DOCUMENT PASSAGE →
========================================

It is one of the greatest honors, and a tremendous joy of mine to be able to visit you in your home, or to meet with you at a coffee shop, or a restaurant, or even at church. I cherish these times with you. If you would like me to visit or meet you somewhere, I encourage you to call, email, or catch me at church and set up a time. I try to reserve Thursday afternoons for visits and one-on-one meetings, but I’m glad to arrange other times that are mutually convenient. Meeting individually with people who request it is a top priority for me. If you would like to meet with Anoma, please feel free to contact her.
Hospital or health emergency visits
If you or someone you love is in the hospital, or preparing to go into the hospital, please contact Anoma or me. I know how stressful, frightening, and deeply personal (and personally invasive) a visit to the hospital can be, however, my default practice is to make a visit to the hospital unless you specifically request I don’t. I always want the decision to be up to you, but know that unless I hear differently, I will do my best to come to the bedside of a parishioner who is ill.
Growing our pastoral care ministries
Lay Eucharistic Visitors
Several people in our parish have been trained and licensed by the diocese to bring Communion to homebound individuals immediately following the services on Saturday or Sunday. Lay Eucharistic Visitors take the Sacraments to those who are unable to come to church for reasons of illness or infirmity. If you are unable to come to church, and would like the clergy and/or one of these Lay Eucharistic Visitors to bring you Communion, please let Anoma or me know.

========================================

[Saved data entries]

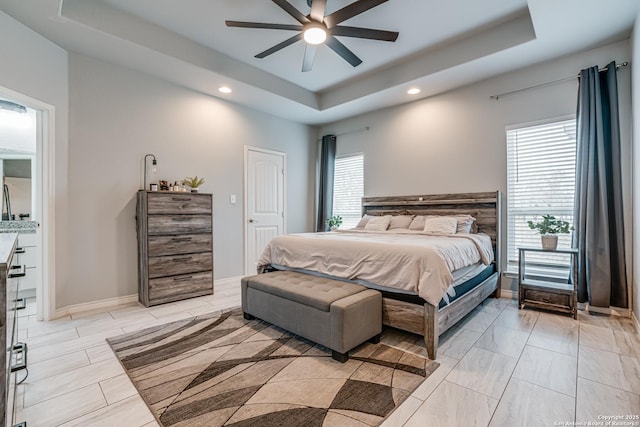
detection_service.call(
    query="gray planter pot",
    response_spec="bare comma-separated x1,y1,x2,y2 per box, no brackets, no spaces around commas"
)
540,234,558,250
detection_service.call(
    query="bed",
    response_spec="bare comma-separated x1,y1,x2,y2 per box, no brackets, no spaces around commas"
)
258,192,501,359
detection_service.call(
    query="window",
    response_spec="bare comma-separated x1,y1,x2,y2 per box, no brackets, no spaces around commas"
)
333,154,364,229
507,119,576,274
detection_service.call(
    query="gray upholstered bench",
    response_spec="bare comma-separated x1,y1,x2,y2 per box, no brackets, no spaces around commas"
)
242,271,382,362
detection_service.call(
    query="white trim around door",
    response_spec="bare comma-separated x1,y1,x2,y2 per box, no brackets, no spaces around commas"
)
0,86,56,320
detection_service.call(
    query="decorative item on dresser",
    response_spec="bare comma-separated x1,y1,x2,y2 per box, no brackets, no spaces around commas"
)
0,233,27,426
136,190,213,307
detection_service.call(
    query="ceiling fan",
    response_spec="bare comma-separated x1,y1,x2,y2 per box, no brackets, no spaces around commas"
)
225,0,398,72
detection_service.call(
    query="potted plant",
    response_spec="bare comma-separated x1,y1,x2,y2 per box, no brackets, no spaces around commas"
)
527,215,573,250
182,175,204,193
327,215,342,231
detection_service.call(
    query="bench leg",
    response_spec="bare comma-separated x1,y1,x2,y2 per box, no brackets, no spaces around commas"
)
331,350,349,363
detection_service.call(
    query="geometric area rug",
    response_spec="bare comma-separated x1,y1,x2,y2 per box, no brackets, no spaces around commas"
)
107,309,439,427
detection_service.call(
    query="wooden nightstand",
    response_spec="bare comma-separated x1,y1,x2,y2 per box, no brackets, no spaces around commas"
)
518,248,578,319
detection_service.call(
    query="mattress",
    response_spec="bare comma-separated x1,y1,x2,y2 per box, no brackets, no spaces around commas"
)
258,230,493,305
264,263,496,308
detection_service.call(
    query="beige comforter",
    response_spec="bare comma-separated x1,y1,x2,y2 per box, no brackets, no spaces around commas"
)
258,230,493,305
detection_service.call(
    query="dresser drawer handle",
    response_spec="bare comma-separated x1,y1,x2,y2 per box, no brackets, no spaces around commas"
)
13,298,27,311
7,264,27,279
172,216,191,222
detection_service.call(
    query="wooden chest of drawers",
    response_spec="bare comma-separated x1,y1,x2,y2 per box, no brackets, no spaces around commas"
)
136,190,213,307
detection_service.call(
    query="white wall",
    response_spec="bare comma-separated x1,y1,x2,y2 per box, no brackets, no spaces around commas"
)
320,41,632,296
65,53,316,307
631,11,640,319
0,11,69,314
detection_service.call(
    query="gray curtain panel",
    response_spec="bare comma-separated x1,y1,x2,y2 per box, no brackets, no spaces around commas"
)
316,135,337,231
573,62,629,308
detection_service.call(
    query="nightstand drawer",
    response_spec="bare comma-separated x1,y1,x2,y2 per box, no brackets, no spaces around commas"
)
522,287,573,308
148,233,213,256
147,193,211,215
148,215,212,235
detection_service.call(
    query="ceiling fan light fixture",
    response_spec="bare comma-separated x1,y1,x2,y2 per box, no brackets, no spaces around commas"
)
304,24,327,45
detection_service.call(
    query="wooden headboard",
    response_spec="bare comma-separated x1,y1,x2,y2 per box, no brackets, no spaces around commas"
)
362,191,502,269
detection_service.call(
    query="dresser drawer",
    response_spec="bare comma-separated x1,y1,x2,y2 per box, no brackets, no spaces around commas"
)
149,252,213,278
147,233,213,256
149,271,213,305
147,193,211,215
147,215,211,235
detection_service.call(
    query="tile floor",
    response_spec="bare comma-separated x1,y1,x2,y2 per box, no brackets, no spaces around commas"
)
12,281,640,427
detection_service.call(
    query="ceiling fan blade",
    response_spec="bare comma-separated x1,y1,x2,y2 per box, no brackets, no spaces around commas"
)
329,25,399,42
325,36,362,67
309,0,327,22
224,21,303,31
328,0,388,28
255,33,302,59
302,43,318,73
273,0,309,24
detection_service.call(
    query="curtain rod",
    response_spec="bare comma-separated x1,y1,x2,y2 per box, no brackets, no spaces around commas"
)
316,126,371,142
489,61,629,101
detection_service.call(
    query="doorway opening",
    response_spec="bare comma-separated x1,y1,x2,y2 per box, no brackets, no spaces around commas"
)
0,87,55,320
244,146,287,274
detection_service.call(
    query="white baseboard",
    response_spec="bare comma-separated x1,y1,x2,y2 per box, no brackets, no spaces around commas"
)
51,276,244,320
213,276,245,293
578,302,632,317
500,289,518,299
500,289,640,320
51,294,138,320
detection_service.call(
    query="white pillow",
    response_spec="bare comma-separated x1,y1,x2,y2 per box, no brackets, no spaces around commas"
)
364,215,391,231
389,215,413,230
423,216,458,236
355,214,372,230
454,215,476,233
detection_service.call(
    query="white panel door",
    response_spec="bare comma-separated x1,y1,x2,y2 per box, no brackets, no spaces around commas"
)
245,148,285,274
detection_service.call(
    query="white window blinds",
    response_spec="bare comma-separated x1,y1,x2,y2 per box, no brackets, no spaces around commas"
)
333,154,364,229
507,119,576,272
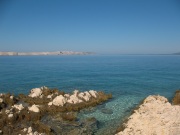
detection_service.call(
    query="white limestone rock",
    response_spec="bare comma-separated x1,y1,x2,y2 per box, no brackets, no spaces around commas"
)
0,98,3,103
47,94,53,99
64,94,70,99
48,102,53,106
116,96,180,135
12,104,24,111
28,104,40,113
67,95,82,104
89,90,98,98
52,95,67,106
29,88,42,98
73,90,79,96
83,91,91,101
8,113,13,118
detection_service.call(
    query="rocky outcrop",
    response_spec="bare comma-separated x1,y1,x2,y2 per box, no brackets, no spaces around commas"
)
172,90,180,105
116,96,180,135
0,86,112,135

========================================

LIST OF TASKS →
1 - According to the pastoral care passage, which afternoons does the writer try to reserve for visits and one-on-one meetings?
2 - Rewrite the pastoral care passage, starting with "It is one of" and going on through "to contact her.", and switch "Thursday" to "Tuesday".

ANSWER SET →
1 - Thursday afternoons.

2 -
It is one of the greatest honors, and a tremendous joy of mine to be able to visit you in your home, or to meet with you at a coffee shop, or a restaurant, or even at church. I cherish these times with you. If you would like me to visit or meet you somewhere, I encourage you to call, email, or catch me at church and set up a time. I try to reserve Tuesday afternoons for visits and one-on-one meetings, but I’m glad to arrange other times that are mutually convenient. Meeting individually with people who request it is a top priority for me. If you would like to meet with Anoma, please feel free to contact her.